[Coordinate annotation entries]
* Start *

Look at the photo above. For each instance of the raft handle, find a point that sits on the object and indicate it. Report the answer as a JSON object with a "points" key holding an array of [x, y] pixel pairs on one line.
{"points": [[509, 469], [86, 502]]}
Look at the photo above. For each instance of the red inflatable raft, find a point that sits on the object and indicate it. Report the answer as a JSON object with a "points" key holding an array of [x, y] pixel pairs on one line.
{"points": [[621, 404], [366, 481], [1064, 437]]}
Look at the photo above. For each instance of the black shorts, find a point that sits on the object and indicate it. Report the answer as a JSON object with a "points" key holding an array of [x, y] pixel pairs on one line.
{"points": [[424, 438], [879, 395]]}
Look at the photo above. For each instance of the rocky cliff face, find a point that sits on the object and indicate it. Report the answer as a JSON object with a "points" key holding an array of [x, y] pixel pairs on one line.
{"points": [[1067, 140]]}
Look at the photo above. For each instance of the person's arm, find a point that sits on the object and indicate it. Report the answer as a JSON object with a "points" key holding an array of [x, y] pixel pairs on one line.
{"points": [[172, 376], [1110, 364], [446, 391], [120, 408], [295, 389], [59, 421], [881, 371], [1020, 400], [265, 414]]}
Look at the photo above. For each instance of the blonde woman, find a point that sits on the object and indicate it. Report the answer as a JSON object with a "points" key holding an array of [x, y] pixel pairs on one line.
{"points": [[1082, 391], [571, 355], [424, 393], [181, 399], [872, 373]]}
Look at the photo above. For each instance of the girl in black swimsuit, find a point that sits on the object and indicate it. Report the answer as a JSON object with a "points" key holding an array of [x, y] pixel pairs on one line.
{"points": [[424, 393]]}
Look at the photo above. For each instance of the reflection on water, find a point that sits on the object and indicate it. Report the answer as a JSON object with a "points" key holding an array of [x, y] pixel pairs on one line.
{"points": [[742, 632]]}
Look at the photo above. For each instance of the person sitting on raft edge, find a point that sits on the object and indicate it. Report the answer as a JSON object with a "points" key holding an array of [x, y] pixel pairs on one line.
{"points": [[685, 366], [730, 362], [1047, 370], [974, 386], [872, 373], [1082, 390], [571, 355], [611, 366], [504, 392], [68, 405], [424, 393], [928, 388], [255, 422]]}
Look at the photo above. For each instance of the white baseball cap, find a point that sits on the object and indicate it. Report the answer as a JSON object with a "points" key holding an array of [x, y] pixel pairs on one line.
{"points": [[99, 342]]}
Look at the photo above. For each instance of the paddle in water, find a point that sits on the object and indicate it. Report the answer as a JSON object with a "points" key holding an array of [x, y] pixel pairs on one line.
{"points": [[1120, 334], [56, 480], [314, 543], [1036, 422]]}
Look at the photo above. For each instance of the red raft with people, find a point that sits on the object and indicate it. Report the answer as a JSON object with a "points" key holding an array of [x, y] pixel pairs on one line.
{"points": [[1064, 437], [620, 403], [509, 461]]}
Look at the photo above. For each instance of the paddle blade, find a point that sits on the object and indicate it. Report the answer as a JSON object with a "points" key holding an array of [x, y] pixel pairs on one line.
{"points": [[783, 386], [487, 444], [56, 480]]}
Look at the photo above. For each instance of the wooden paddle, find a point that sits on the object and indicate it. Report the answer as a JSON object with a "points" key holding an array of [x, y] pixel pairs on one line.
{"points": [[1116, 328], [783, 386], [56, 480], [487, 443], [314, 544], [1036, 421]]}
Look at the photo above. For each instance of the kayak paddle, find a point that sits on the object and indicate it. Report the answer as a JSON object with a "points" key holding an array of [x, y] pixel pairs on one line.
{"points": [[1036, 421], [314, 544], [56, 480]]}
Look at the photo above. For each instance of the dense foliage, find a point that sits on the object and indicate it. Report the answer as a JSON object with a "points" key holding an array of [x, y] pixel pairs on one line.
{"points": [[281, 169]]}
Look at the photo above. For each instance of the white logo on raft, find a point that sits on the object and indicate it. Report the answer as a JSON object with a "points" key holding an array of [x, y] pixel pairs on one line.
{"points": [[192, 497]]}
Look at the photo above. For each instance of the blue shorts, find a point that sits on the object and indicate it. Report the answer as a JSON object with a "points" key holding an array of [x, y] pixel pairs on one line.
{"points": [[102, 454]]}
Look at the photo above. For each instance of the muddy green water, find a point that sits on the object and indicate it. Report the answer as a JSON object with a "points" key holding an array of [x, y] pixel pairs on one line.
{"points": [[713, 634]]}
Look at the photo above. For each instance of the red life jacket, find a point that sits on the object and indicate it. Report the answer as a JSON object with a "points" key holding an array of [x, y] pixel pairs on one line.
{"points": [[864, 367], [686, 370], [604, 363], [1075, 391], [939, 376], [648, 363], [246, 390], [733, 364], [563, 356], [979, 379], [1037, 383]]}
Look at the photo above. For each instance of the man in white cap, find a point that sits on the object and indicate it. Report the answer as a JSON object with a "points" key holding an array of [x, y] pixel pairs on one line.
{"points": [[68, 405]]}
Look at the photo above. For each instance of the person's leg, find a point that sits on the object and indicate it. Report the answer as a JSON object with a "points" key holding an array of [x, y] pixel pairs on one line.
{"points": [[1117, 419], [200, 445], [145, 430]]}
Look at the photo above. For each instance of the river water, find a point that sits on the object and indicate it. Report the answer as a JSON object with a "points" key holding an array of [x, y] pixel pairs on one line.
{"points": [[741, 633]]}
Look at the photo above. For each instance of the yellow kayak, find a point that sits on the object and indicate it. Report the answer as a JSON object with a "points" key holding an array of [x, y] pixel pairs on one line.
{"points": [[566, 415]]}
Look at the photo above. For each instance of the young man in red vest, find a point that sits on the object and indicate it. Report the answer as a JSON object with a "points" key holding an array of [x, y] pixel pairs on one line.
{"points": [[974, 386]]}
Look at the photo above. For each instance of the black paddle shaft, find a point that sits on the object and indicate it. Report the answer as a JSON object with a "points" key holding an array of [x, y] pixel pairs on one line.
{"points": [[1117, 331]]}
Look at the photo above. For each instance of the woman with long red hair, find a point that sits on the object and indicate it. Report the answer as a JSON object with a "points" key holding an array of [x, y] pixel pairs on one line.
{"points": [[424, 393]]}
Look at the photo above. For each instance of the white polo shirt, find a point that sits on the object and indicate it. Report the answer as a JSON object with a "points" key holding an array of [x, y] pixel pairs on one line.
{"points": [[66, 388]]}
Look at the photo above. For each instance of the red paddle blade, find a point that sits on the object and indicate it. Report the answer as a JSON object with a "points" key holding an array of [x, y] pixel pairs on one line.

* End *

### Task brief
Exactly reproduce the lines from the one containing "Look at the photo above. For each instance of the yellow" through the end of the records, and only those lines.

### Exercise output
Look at the photo above. For each instance of the yellow kayak, find a point that sits on the object and indicate it. Report the answer as a JSON object with a "points" key holding an array of [x, y] pixel pairs on one line.
{"points": [[566, 415]]}
Look at the photo above. For each instance of the young man in red vest, find a point that sits on the object and indicate it. Report the answer as a JSON object with a "points" key holding an array of [x, y] pixel pairs on one line.
{"points": [[974, 386]]}
Look at the photo above. For each instance of the black paddle shaft, find a point that sits on the object and indicate it. Report the answer as a JSON object with a "points" key holding an array of [x, y] pixel pairs on one line.
{"points": [[1117, 331]]}
Look at the photo above. For each instance of the woman with long red hair, find a point that sits on the object and indicate it. Report the answer as a JSON object with a "points" key holding an array of [x, y] pixel pairs on one line.
{"points": [[424, 393]]}
Look at the photo above. For each instance of the white polo shirt, find a point that sits on the object and indicate it. Report the answer as a JSON object with a "points" key holding an array of [x, y] pixel pairs on one line.
{"points": [[66, 388]]}
Look at the photo above. For each instance of the red paddle blade, find a point that sits on the object and indicate it. Report the answer as a JSON object with a "points" key holding an array of [x, y] pixel pairs on one line.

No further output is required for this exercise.